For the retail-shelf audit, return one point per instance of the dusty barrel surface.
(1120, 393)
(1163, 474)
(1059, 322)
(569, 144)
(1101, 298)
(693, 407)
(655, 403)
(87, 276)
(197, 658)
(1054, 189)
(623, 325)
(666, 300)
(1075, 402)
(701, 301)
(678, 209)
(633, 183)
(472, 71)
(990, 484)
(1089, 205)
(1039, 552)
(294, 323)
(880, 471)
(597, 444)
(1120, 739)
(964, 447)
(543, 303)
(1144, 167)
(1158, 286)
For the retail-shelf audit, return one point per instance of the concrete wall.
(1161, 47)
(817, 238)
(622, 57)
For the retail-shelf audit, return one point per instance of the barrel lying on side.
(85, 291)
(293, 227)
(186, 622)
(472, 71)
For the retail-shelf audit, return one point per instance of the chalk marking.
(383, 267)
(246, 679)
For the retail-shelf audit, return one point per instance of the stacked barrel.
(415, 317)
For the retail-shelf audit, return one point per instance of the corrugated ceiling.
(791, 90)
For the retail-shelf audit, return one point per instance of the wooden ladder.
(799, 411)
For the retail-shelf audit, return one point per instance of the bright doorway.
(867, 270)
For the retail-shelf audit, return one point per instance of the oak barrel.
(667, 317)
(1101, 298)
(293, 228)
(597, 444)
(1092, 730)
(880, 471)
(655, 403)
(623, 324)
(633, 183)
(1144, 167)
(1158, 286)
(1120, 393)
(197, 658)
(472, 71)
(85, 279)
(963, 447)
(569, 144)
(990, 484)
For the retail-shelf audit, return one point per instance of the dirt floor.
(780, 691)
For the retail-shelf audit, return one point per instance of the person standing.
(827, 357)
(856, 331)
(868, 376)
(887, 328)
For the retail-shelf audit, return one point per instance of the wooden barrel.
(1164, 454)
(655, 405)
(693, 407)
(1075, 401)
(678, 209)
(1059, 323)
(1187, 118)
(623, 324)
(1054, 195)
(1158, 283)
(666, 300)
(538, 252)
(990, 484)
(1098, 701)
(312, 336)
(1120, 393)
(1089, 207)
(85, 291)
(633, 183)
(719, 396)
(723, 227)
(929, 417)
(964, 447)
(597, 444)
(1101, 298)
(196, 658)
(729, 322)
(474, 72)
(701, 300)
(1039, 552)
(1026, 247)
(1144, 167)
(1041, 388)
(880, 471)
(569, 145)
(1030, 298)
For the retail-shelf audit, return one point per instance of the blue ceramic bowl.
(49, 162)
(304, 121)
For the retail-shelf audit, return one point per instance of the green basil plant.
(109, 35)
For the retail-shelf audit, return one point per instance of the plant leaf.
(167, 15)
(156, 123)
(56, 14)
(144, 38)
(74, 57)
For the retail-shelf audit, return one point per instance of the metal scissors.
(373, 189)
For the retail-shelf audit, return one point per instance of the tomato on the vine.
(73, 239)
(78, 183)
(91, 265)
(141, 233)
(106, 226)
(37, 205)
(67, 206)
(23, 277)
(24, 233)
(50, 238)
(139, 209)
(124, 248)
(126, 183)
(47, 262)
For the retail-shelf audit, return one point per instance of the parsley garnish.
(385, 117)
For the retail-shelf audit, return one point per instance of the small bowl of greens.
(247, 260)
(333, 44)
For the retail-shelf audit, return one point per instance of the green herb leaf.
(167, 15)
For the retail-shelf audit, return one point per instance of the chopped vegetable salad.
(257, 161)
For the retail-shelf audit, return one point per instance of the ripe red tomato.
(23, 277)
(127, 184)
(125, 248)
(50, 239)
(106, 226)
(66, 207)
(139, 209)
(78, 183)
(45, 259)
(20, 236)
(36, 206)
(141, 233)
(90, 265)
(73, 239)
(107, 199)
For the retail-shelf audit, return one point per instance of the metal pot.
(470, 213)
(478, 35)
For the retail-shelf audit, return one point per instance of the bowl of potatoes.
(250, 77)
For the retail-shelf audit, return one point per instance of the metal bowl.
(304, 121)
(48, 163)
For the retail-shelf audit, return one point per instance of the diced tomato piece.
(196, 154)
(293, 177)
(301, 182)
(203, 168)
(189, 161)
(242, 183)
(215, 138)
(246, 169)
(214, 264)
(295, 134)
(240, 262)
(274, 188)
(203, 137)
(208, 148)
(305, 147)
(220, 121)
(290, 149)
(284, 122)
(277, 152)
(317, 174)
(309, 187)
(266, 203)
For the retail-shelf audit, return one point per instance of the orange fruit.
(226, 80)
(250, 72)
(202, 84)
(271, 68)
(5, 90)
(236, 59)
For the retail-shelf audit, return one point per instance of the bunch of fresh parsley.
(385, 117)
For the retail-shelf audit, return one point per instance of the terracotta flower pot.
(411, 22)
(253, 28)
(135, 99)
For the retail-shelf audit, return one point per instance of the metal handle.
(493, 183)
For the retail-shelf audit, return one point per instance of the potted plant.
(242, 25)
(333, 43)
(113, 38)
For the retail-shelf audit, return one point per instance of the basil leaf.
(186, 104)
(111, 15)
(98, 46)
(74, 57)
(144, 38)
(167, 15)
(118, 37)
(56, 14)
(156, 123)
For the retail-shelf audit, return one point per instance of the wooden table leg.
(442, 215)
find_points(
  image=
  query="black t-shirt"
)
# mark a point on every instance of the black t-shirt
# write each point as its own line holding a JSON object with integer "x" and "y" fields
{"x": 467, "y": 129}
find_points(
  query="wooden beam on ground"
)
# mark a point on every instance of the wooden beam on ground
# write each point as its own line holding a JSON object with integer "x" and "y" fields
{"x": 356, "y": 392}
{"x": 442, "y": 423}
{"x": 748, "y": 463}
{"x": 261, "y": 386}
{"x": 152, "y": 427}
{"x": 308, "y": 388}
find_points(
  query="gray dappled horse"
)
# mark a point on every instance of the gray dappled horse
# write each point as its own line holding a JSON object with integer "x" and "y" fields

+ + + +

Problem requirements: Go through the listing and print each line exactly as it appears.

Answer to this task:
For the retail-shelf audit, return one point per instance of the dusty barrel surface.
(1120, 393)
(1163, 474)
(1059, 322)
(569, 144)
(1101, 298)
(693, 407)
(655, 403)
(87, 276)
(197, 658)
(1054, 189)
(623, 325)
(666, 300)
(1075, 402)
(701, 301)
(678, 209)
(633, 183)
(472, 71)
(990, 484)
(1089, 205)
(1039, 552)
(294, 323)
(880, 471)
(597, 444)
(1120, 739)
(964, 447)
(543, 303)
(1144, 167)
(1158, 286)
For the retail-shelf audit, return one point per instance of the concrete wall.
(1161, 47)
(817, 238)
(622, 57)
For the retail-shelf audit, return one point per instance of the barrel lying on side.
(85, 291)
(293, 227)
(186, 622)
(472, 71)
For the retail-shelf audit, return one point per instance of the chalk marking.
(383, 267)
(246, 679)
For the retail-shelf audit, return one point per instance of the stacked barrel.
(415, 317)
For the retail-shelf audit, return one point per instance of the corrugated ceiling.
(791, 90)
For the retail-shelf audit, return one point per instance of the wooden ladder.
(799, 411)
For the retail-shelf audit, return one point per instance of the bright doorway.
(867, 270)
For the retail-shelf audit, return one point per instance of the oak barrel.
(667, 317)
(1101, 298)
(293, 228)
(597, 444)
(1092, 730)
(880, 471)
(655, 403)
(623, 324)
(633, 183)
(1144, 167)
(1158, 286)
(1120, 393)
(197, 658)
(472, 71)
(85, 279)
(963, 447)
(569, 144)
(990, 484)
For the retail-shelf audit, return one point per instance of the dirt floor.
(780, 691)
For the retail-shelf audit, return one point per instance of the person standing.
(827, 357)
(856, 331)
(868, 376)
(887, 328)
For the retail-shelf audit, return one point per instance of the wooden barrel.
(1164, 454)
(655, 405)
(693, 407)
(1075, 401)
(678, 209)
(1059, 323)
(1187, 118)
(623, 324)
(1054, 195)
(1158, 283)
(666, 300)
(538, 252)
(990, 484)
(1098, 701)
(312, 336)
(1120, 393)
(1089, 207)
(85, 291)
(633, 183)
(719, 396)
(723, 227)
(929, 417)
(964, 447)
(597, 444)
(1101, 298)
(196, 658)
(729, 322)
(474, 72)
(701, 300)
(1039, 552)
(1026, 247)
(1144, 167)
(1041, 388)
(880, 471)
(569, 145)
(1030, 298)
For the retail-shelf audit, return one point per instance of the blue ceramic bowl.
(49, 162)
(304, 121)
For the retail-shelf audit, return one point per instance of the green basil plant.
(109, 35)
For the retail-shelf audit, return one point per instance of the plant leaf.
(167, 15)
(156, 123)
(56, 14)
(144, 38)
(74, 57)
For the retail-shelf audit, return one point per instance of the metal scissors.
(373, 189)
For the retail-shelf audit, return one point per instance of the tomato on the vine.
(73, 239)
(78, 183)
(91, 265)
(141, 233)
(106, 226)
(37, 205)
(67, 206)
(23, 277)
(24, 233)
(50, 238)
(139, 209)
(124, 248)
(126, 183)
(47, 262)
For the retail-shelf audit, return one point per instance of the parsley garnish.
(385, 117)
For the retail-shelf audit, return one point per instance of the small bowl of greens.
(247, 260)
(333, 44)
For the retail-shelf audit, return one point per instance of the green herb leaf.
(167, 15)
For the retail-shelf audit, return one point per instance of the chopped vegetable salad.
(257, 161)
For the retail-shelf audit, return one point per instance of the ripe red tomato.
(23, 277)
(127, 184)
(125, 248)
(50, 239)
(106, 226)
(66, 207)
(139, 209)
(78, 183)
(45, 259)
(20, 236)
(36, 206)
(141, 233)
(90, 265)
(73, 239)
(107, 199)
For the retail-shelf audit, return one point per instance of the metal pot.
(470, 213)
(478, 35)
For the retail-shelf audit, return one point per instance of the bowl of potatoes.
(250, 77)
For the retail-shelf audit, return one point per instance of the metal bowl.
(304, 121)
(48, 163)
For the retail-shelf audit, return one point per instance of the diced tomato piece.
(196, 154)
(293, 177)
(301, 182)
(203, 168)
(189, 161)
(242, 183)
(215, 138)
(246, 169)
(214, 264)
(295, 134)
(240, 262)
(274, 188)
(203, 137)
(208, 148)
(305, 147)
(220, 121)
(290, 149)
(284, 122)
(277, 152)
(317, 174)
(309, 187)
(266, 203)
For the retail-shelf audit, return one point per instance of the orange fruit.
(226, 80)
(250, 72)
(202, 84)
(271, 68)
(5, 90)
(236, 59)
For the retail-shelf audit, return one point per instance of the bunch of fresh parsley.
(385, 117)
For the retail-shelf audit, return one point per instance of the terracotta flower pot.
(411, 22)
(253, 28)
(135, 99)
For the retail-shelf audit, return one point per instance of the metal handle.
(493, 183)
For the retail-shelf audit, return one point per instance of the potted plant.
(242, 25)
(333, 43)
(113, 38)
For the retail-shelf audit, return one point per instance of the basil leaf.
(186, 104)
(111, 15)
(98, 46)
(74, 57)
(144, 38)
(167, 15)
(118, 37)
(56, 14)
(156, 123)
For the retail-shelf audit, return one point per instance of the wooden table leg.
(442, 215)
find_points(
  image=
  query="black t-shirt"
)
# mark a point on every instance of the black t-shirt
# write each point as its own line holding a JSON object with integer "x" and "y" fields
{"x": 467, "y": 129}
find_points(
  query="wooden beam on ground"
)
# mark a point on every instance of the wooden beam on ground
# write each point as its own line holding a JSON object with integer "x" and "y" fields
{"x": 356, "y": 392}
{"x": 442, "y": 423}
{"x": 748, "y": 463}
{"x": 261, "y": 386}
{"x": 152, "y": 427}
{"x": 308, "y": 388}
find_points(
  query="gray dappled horse"
)
# mark a point on every instance of the gray dappled horse
# write each point as its own line holding a JSON object with integer "x" and "y" fields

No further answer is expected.